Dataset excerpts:
···
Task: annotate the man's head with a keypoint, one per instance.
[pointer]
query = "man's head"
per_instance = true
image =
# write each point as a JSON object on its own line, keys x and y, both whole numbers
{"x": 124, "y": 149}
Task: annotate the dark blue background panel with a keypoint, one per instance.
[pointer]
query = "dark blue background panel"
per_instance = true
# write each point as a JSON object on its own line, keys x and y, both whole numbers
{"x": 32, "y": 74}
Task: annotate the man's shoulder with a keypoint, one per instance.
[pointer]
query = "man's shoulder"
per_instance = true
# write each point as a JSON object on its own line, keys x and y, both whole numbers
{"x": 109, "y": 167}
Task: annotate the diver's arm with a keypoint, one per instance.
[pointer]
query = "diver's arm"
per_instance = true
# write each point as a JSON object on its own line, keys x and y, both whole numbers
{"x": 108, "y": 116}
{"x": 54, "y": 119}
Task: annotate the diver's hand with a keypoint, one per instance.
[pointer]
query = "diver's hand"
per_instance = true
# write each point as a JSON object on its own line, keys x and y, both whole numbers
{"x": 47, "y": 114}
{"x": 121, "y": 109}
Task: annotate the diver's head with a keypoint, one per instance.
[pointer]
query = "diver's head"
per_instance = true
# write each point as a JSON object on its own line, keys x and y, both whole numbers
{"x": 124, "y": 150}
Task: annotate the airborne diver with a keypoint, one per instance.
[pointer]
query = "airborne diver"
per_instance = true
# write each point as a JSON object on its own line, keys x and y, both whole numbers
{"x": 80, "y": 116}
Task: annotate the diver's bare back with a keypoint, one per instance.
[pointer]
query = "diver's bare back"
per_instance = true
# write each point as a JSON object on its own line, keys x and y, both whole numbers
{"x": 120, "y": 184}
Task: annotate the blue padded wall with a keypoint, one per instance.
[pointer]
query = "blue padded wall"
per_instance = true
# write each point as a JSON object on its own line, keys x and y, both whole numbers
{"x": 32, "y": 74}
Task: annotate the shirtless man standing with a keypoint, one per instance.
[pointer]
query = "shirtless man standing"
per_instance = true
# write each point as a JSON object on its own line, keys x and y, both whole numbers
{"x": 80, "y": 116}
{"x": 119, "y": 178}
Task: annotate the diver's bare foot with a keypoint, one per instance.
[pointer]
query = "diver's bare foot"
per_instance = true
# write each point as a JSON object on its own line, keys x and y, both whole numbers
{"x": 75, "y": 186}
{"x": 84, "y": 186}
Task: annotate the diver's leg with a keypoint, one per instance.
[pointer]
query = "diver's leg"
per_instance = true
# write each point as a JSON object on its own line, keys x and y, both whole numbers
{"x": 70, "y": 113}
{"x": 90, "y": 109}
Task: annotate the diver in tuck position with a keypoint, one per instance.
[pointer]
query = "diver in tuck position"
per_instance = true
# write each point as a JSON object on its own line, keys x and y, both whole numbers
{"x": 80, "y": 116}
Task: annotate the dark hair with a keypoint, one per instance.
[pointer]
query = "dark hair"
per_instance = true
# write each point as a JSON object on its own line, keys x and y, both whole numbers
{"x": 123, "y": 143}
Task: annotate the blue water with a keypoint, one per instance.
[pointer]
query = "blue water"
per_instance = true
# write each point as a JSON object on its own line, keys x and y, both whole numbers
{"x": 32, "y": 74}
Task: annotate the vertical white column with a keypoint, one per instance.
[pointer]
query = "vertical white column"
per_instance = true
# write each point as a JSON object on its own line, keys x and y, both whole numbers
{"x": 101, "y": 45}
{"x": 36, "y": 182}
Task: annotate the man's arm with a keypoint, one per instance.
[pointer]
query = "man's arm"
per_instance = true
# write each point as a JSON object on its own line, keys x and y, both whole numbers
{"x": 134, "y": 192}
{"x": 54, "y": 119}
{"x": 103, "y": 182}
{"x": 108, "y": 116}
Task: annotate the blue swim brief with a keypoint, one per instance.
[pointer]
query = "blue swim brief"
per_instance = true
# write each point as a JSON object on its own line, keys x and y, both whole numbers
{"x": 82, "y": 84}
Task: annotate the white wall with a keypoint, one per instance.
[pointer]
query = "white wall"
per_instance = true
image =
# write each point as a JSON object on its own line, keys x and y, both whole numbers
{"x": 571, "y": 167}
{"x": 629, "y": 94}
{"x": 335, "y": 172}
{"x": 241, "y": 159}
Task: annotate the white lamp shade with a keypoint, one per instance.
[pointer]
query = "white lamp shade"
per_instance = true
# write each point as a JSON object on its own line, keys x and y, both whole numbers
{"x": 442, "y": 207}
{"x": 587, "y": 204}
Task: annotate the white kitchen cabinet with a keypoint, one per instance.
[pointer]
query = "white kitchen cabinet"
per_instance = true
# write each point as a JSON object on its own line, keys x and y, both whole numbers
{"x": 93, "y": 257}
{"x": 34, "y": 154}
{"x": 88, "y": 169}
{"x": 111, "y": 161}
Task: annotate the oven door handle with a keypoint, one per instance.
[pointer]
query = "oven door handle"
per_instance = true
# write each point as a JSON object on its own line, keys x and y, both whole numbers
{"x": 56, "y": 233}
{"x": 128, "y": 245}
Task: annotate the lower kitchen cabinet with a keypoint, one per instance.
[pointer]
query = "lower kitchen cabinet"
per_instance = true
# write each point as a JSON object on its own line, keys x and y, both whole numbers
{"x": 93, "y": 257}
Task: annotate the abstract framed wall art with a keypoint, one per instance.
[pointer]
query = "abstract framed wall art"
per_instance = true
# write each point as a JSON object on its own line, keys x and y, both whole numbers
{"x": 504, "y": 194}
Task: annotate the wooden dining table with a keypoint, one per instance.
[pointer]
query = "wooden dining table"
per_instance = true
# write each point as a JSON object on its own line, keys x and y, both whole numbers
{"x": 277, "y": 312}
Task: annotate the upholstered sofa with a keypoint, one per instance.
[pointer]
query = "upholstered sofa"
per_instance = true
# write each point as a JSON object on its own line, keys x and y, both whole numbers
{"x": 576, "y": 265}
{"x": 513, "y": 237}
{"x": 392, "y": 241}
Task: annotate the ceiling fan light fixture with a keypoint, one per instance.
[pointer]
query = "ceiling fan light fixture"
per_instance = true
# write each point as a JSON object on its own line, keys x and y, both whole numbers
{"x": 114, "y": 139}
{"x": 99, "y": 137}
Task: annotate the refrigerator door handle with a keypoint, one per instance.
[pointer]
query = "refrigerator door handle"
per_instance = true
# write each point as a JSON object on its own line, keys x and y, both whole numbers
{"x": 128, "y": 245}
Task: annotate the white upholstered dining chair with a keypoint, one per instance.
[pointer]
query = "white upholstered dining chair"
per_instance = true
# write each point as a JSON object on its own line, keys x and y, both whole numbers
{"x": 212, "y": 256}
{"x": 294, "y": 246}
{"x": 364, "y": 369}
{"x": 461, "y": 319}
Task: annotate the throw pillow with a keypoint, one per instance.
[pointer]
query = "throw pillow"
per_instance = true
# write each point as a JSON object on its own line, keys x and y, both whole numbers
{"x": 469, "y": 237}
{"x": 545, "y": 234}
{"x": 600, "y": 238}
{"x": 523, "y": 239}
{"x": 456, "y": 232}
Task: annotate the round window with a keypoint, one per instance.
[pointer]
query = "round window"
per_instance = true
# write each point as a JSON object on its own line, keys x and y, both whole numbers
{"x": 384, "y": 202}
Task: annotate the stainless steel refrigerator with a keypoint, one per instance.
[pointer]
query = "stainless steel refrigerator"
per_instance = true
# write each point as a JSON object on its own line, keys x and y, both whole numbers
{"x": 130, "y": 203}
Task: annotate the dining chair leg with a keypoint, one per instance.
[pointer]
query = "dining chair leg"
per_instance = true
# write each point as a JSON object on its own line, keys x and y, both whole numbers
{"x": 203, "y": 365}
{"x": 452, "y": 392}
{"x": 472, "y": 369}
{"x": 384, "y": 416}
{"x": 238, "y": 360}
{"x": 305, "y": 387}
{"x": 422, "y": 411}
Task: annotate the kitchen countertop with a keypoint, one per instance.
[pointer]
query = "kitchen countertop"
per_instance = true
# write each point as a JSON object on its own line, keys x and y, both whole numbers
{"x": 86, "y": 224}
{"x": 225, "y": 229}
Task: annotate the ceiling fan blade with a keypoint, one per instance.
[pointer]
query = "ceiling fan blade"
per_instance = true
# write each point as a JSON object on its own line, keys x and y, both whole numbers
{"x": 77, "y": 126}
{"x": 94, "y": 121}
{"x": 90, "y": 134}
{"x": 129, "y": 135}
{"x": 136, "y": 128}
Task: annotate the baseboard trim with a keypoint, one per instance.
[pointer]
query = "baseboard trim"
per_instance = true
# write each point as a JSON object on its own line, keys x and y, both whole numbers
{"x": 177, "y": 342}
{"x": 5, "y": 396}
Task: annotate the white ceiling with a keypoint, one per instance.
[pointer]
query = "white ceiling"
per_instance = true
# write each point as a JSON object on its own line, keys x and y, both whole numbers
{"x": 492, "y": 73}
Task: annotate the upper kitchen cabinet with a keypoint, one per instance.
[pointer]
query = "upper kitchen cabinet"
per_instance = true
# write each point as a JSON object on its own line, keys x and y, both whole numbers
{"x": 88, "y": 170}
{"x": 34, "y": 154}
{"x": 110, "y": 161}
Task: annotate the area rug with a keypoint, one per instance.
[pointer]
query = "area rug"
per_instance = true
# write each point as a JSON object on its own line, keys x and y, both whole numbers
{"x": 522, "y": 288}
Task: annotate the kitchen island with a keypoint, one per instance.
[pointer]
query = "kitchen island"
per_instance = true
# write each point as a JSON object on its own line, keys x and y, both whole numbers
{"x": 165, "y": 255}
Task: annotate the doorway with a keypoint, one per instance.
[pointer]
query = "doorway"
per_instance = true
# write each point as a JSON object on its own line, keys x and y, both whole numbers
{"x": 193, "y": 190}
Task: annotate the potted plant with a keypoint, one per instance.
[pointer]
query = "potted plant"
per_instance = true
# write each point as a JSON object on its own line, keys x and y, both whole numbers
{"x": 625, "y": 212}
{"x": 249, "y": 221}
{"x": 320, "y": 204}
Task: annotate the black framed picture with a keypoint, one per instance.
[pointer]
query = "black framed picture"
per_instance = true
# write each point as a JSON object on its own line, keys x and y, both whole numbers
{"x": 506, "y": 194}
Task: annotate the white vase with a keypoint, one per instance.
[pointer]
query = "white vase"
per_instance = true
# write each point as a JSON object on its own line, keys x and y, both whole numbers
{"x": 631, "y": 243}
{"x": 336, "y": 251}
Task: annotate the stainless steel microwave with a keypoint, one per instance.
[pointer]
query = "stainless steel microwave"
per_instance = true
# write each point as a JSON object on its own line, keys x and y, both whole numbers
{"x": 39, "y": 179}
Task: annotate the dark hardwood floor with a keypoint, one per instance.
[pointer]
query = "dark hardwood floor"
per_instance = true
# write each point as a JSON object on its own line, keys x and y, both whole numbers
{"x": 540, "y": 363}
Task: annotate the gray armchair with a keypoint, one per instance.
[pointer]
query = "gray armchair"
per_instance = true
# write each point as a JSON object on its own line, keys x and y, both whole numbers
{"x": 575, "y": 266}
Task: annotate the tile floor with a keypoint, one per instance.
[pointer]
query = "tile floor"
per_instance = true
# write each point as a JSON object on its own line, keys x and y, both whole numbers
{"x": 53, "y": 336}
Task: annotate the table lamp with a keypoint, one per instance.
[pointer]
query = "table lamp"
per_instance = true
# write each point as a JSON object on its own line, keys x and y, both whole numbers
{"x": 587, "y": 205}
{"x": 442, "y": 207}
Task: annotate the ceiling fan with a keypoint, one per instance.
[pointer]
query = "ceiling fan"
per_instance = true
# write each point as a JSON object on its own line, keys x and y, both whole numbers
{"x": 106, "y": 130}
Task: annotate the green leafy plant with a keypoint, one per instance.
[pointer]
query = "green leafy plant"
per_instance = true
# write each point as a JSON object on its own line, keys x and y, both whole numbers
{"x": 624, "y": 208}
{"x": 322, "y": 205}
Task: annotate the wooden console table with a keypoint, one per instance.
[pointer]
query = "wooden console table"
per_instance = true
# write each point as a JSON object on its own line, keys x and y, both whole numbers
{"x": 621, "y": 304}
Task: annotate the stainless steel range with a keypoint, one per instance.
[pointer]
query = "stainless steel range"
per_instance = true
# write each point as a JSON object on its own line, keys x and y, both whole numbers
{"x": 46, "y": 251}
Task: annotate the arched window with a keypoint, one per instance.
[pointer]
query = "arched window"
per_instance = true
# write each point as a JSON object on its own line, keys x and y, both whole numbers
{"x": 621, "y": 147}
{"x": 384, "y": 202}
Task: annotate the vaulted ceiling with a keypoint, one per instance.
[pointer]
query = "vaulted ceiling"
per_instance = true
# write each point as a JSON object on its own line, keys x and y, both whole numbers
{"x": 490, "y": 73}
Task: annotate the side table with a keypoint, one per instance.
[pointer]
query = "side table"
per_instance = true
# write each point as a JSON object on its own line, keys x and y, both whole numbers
···
* Description of the task *
From the entries above, collect every line with the string "picture" in it.

* Answer to the problem *
Task: annotate the black framed picture with a keypoint, one per instance.
query = "black framed picture"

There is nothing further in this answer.